— EXCERPTED PASSAGE —
In addition, the state space $$D$$ of the short rate process satisfies

$$D \cap (b_{\mathrm{y}\text{-}\mathrm{norm}}, b_{\mathrm{inv}}) \neq \emptyset .$$

The error also affects [2, Fig. 1], where the expression for $$b_{\mathrm{norm}}$$ should be replaced by the correct value of $$b_{\mathrm{y}\text{-norm}}$$. It also affects the application section [2, Sect. 4], where the values of $$b_{\mathrm{norm}}$$ and $$b_{\mathrm{inv}}$$ are calculated in different models. The corrections to [2, Sect. 4] are as follows.

In the Vasiček model, the short rate is given by

$$dr_{t} = -\lambda (r_{t} - \theta )\,dt + \sigma \,dW_{t}, \quad r _{0} \in \mathbb{R},$$

with $$\lambda , \theta , \sigma > 0$$. This leads to the parametrization

\begin{aligned} F(u) &= \lambda \theta u + \frac{\sigma ^{2}}{2}u^{2}, \\ R(u) &= -\lambda u. \end{aligned}

By direct calculation, we obtain

\begin{aligned} b_{\mathrm{y}\text{-}\mathrm{norm}} &= \theta - \frac{3 \sigma ^{2}}{4 \lambda ^{2}}, \\ b_{\mathrm{fw}\text{-}\mathrm{norm}} &= \theta - \frac{\sigma ^{2}}{\lambda ^{2}}. \end{aligned}

Note that the value of $$b_{\mathrm{y}\text{-}\mathrm{norm}}$$ is now consistent with the results of [3, p. 186].

In the Cox–Ingersoll–Ross model, the short rate is given by

$$r_{t} = - a(r_{t} - \theta )\,dt + \sigma \sqrt{r_{t}} \,dW_{t}, \quad r_{0} \in {[0,\infty )},$$

with $$a, \theta , \sigma > 0$$. This leads to the parametrization

\begin{aligned} F(u) &= a \theta u, \\ R(u) &= - \frac{\sigma ^{2}}{2}u^{2} - au. \end{aligned}

By direct calculation, we obtain

\begin{aligned} b_{\mathrm{y}\text{-}\mathrm{norm}} &= \frac{2 a \theta }{\gamma - a} \log \frac{2 \gamma }{a + \gamma }, \\ b_{\mathrm{fw}\text{-}\mathrm{norm}} &= \frac{a \theta }{\gamma }, \end{aligned}

where $$\gamma := \sqrt{2\sigma ^{2} + a^{2}}$$.

— SUPPLIED RECORDS —

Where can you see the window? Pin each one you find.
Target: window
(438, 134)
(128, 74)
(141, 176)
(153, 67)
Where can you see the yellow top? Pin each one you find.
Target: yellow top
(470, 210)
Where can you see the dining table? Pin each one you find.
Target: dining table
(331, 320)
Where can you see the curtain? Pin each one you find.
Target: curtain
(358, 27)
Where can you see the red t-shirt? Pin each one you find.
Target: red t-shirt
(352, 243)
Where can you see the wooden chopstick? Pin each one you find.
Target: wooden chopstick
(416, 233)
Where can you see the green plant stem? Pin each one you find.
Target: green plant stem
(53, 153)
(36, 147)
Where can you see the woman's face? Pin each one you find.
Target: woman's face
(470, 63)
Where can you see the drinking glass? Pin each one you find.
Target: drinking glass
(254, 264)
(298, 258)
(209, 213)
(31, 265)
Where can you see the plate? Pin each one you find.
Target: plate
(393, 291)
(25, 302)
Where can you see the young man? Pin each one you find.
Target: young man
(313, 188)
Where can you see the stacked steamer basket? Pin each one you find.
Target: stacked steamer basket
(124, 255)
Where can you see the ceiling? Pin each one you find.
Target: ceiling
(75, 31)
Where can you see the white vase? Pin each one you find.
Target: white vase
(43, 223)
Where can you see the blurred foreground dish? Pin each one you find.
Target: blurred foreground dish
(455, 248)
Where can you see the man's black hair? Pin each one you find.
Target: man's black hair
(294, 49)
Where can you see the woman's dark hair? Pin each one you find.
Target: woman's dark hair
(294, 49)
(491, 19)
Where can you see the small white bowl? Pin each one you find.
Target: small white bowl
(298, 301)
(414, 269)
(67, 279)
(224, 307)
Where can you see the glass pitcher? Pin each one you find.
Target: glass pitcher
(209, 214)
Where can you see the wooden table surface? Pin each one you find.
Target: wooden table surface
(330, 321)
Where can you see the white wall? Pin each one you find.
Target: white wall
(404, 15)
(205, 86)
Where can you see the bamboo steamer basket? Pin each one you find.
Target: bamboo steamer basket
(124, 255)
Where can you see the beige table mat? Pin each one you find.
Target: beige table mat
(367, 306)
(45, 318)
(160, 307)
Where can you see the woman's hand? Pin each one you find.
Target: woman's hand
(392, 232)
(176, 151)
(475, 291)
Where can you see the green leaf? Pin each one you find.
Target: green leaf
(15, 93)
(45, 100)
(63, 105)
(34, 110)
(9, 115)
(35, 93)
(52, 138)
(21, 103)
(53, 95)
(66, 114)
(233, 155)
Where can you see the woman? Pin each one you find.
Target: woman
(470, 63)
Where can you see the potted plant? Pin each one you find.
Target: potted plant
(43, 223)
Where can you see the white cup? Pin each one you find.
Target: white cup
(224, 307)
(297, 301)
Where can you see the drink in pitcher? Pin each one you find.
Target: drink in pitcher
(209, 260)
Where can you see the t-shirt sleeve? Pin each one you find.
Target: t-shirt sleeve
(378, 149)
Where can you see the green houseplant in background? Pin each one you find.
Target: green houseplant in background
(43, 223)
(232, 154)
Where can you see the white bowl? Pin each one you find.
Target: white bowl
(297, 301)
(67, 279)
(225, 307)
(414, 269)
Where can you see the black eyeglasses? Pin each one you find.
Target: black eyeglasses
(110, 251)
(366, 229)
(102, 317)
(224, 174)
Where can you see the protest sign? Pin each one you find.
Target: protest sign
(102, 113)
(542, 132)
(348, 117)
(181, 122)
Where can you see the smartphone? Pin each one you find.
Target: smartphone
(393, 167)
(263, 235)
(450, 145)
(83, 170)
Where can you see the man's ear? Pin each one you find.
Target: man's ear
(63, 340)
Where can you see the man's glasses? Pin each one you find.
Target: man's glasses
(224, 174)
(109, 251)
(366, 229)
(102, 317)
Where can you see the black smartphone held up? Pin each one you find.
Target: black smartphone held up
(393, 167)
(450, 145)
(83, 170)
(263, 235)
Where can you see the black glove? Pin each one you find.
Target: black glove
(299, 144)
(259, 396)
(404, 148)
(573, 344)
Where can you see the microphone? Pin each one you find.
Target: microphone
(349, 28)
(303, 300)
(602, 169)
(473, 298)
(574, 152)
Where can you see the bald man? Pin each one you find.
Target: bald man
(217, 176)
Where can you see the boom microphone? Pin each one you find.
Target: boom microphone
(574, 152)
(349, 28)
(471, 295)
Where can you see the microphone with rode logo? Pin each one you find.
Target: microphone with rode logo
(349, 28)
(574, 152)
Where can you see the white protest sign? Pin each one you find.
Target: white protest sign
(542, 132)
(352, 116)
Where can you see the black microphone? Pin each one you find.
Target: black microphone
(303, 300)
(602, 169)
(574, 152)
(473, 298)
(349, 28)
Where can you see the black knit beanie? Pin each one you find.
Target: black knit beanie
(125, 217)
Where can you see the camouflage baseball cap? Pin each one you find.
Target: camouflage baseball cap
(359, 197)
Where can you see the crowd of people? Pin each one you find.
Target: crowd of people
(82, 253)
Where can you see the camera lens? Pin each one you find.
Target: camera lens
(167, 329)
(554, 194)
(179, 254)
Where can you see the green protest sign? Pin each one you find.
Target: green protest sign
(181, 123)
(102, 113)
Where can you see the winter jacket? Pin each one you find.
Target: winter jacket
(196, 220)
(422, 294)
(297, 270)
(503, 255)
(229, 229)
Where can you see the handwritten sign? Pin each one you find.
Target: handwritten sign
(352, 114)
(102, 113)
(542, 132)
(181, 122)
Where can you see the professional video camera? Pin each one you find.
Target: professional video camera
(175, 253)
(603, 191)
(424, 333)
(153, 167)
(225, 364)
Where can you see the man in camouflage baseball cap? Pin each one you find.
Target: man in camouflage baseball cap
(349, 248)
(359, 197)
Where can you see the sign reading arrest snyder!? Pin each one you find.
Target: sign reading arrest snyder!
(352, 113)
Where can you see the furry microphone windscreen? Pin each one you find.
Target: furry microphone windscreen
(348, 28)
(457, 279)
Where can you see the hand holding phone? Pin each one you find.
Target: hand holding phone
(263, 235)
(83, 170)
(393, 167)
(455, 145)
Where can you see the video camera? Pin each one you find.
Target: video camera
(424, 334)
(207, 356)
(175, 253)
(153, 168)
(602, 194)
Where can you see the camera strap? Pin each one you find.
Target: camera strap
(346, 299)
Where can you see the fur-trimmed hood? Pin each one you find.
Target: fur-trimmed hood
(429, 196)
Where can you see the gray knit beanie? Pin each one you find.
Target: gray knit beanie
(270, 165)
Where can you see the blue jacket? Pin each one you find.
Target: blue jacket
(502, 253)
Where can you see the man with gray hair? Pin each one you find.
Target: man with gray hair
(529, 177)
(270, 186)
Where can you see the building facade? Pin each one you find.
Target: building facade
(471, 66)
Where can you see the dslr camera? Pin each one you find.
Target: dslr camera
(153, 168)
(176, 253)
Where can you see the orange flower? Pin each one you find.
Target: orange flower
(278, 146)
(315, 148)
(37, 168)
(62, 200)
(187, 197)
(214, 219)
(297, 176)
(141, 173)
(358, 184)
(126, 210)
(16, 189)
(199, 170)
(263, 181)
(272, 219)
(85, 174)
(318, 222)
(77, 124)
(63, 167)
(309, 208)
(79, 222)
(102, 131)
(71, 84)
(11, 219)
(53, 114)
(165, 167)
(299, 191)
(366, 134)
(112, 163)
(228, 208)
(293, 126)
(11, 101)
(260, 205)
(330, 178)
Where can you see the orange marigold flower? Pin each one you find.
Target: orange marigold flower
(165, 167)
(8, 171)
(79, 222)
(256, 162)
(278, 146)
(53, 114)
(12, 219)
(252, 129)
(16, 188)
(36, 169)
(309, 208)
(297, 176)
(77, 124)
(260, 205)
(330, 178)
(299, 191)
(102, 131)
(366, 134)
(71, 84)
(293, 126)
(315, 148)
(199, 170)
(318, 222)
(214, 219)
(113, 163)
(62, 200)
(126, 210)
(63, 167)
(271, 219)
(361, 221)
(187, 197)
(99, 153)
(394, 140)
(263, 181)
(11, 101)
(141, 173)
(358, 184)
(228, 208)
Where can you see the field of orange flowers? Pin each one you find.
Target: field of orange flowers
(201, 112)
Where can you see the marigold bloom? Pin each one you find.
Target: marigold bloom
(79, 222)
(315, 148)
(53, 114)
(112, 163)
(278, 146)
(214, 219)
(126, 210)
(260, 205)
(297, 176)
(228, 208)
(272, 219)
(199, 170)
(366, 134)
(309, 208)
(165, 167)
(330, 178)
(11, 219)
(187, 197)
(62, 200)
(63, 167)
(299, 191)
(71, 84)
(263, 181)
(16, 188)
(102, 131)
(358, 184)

— EXERCISE 1 —
Decide whether each statement below agrees with the passage on short rate models, answering yes or no and quoting the deciding words of the passage. (a) The corrected values in the models are obtained by numerical simulation. (b) The error affects the figure but leaves the application section unchanged. (c) In the Vasiček model, the value of the y-norm bound now agrees with the results cited from [3, p. 186].
— EXERCISE 2 —
Reproduce everything in the passage on short rate models from "The error also" down to "are as follows.", without any changes.

— TASK OUTPUT 1 —
(a) No: "By direct calculation, we obtain"
(b) No: "It also affects the application section [2, Sect. 4]"
(c) Yes: "is now consistent with the results of [3, p. 186]"

— TASK OUTPUT 2 —
The error also affects [2, Fig. 1], where the expression for $$b_{\mathrm{norm}}$$ should be replaced by the correct value of $$b_{\mathrm{y}\text{-norm}}$$. It also affects the application section [2, Sect. 4], where the values of $$b_{\mathrm{norm}}$$ and $$b_{\mathrm{inv}}$$ are calculated in different models. The corrections to [2, Sect. 4] are as follows.